== The records ==

_____

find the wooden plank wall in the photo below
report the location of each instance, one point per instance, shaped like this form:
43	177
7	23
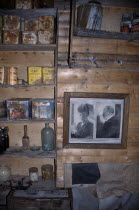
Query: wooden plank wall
99	65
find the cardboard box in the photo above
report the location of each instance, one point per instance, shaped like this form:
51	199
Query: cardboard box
18	109
47	75
34	75
46	23
11	22
29	37
42	109
31	24
45	37
11	37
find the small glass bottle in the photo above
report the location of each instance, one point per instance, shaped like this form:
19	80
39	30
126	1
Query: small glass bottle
47	172
25	139
33	174
47	137
5	172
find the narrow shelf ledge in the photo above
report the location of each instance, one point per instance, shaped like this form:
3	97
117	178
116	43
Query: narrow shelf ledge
19	152
23	47
130	36
16	86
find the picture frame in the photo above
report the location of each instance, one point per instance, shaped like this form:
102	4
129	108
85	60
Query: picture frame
95	120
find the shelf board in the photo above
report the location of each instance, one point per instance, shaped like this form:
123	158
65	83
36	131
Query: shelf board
16	86
5	120
130	36
19	152
22	47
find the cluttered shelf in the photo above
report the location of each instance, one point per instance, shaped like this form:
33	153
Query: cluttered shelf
33	152
107	34
28	47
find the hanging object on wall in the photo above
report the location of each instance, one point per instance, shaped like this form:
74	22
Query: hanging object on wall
47	137
89	16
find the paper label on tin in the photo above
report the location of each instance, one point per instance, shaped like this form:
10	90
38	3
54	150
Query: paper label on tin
48	75
34	177
34	75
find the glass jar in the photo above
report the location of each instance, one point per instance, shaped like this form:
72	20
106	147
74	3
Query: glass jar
47	137
47	172
33	174
5	172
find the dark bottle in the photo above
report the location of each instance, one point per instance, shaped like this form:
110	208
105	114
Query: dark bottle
25	139
47	137
1	141
6	137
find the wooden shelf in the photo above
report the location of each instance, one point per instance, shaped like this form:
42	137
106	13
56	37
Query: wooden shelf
16	86
22	47
19	152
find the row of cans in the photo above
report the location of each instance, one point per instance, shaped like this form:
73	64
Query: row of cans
14	22
36	75
36	30
17	37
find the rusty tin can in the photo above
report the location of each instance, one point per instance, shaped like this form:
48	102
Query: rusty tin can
29	37
23	4
11	22
46	23
31	24
12	76
45	37
11	37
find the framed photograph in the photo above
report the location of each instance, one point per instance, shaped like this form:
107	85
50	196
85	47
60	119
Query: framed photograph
95	120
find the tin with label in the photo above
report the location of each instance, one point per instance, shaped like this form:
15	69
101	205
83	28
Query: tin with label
12	76
11	37
45	37
29	38
31	24
34	75
47	75
46	23
11	22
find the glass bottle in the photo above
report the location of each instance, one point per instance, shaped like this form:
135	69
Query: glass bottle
5	172
47	137
25	139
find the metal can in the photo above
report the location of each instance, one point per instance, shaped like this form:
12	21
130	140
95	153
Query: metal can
1	75
12	76
33	174
47	172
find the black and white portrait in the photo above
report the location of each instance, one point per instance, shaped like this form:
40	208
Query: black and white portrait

_____

== What you should do ==
Transcribe every line in the entries above, taking out only the images.

== Task result ==
find the wooden plank wall in the photo below
report the location of each instance, one point per instance, shaped like this form:
43	177
7	23
Query: wooden plank wall
99	65
find the cardboard box in the photo above
report the location of each instance, one point per instance, shaped like this form:
51	199
Query: cardboard box
18	109
47	75
34	75
46	23
11	22
29	37
42	109
31	24
45	37
11	37
find the small glass bottle in the photo above
report the location of each instance, one point per instance, shaped like this form:
19	80
39	30
126	1
Query: small glass bottle
47	172
25	139
33	174
47	137
5	172
find the narrow shelf ledge in the photo above
report the location of each instance, one point per instance, shaped like this form:
3	97
117	178
116	43
Query: narrow shelf ledge
19	152
23	47
130	36
16	86
find the picture frame in the photo above
report the location of each instance, one point per instance, shaped like this form:
102	4
129	108
85	60
Query: picture frame
95	120
find the shelf board in the photo above
report the location of each instance, one point per instance, shaped like this form:
123	158
65	83
36	131
Query: shelf board
16	86
5	120
130	36
19	152
22	47
find the cluttered shelf in the photo above
report the location of each instance, one point per instance, shaped like this form:
33	153
Query: cluttered shelf
33	152
107	34
28	47
find the hanging object on wall in the photo above
report the location of each instance, one point per instance, shaped like this form:
74	22
Query: hanging object on wall
47	137
89	16
find the paper label on tin in the photo above
report the location of each instance, one point per instance, shaped like this form:
10	90
38	3
54	150
Query: paper label on tin
48	75
34	177
34	75
find the glass jar in the photo above
report the location of each instance, one point per instance, shaped like this form:
72	20
106	147
74	3
Query: glass jar
47	137
47	172
33	174
5	172
find the dark bottle in the photo above
report the location of each instance, one point per instance, shaped like this form:
110	208
105	114
Query: dark bottle
25	139
47	137
1	141
6	137
find the wooden shelf in the photo above
report the location of each instance, one point per instance, shaped like this form:
42	137
106	13
56	37
Query: wooden shelf
16	86
22	47
19	152
find the row of cans in the photo above
report the location of each instance, one point per instance, shaped like this form:
73	64
Query: row of cans
14	22
36	75
36	30
17	37
find the rusty tin can in the photo above
report the location of each instance, one point per instance, shaped like this form:
48	102
Query: rusty tin can
29	37
23	4
11	22
46	23
31	24
12	76
45	37
11	37
find the framed photograph in the photo above
report the location of each instance, one point per instance, shaped like this form:
107	85
50	196
85	47
60	119
Query: framed photograph
95	120
find the tin with label in the photo above
report the location of each instance, one point per instance, shaped like this form:
15	69
101	205
83	28
Query: tin with label
12	76
11	37
45	37
29	38
31	24
34	75
47	75
46	23
11	22
find the glass bottle in the photo above
report the location of each instance, one point per instance, shaped like this form:
135	69
Query: glass bottle
5	172
47	137
25	139
find the metal can in the photo above
report the location of each instance, one point per instance, shaped like this form:
12	21
130	140
95	153
Query: metal can
1	75
12	76
33	174
47	172
find the black and white portrait in the photo above
report the location of each instance, one point per instance, shaped like this form:
40	208
Query: black and white portrait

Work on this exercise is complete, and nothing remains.